AIM:
Relabel "snow-covered field" as "snowy field" in the records from the line containing "[indicate] the snow-covered" through the end, and give back only those lines with nothing else altered.

EXERCISE DATA:
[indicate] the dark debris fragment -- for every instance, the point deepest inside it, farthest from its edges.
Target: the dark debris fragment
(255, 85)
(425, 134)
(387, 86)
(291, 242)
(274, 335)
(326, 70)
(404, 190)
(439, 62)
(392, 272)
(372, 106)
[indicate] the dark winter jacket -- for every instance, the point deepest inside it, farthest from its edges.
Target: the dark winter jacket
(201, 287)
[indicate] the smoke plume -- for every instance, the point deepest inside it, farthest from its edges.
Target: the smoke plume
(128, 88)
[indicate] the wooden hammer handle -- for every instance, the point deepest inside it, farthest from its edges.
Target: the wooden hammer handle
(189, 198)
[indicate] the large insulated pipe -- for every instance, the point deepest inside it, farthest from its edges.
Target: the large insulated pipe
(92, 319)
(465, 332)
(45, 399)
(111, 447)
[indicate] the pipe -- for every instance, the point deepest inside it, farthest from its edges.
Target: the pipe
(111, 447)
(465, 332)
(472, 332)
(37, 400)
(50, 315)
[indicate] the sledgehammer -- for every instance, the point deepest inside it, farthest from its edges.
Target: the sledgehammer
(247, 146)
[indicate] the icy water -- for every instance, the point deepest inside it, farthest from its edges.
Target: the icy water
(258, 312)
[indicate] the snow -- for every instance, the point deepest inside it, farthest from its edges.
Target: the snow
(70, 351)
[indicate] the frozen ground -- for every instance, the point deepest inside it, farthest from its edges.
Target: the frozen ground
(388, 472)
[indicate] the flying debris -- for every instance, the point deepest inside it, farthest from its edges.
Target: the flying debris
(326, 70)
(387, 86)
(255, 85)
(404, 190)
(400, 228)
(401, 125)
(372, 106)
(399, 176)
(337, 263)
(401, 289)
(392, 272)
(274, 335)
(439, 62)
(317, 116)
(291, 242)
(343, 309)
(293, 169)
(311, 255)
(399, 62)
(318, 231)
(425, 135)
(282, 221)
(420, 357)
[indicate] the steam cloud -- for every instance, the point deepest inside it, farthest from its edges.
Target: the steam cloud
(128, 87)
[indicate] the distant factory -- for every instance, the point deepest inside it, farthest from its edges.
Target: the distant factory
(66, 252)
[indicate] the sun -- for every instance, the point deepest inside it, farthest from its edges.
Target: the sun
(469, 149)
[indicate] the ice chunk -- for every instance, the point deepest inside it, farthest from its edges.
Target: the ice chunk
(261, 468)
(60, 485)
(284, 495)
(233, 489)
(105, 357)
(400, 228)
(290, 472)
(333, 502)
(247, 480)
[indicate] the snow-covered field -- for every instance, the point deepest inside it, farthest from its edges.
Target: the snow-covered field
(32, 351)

SOLUTION FOR THIS PROBLEM:
[indicate] the snowy field -- for every instance, the point deepest inside it, farthest from its edges.
Target: the snowy field
(32, 351)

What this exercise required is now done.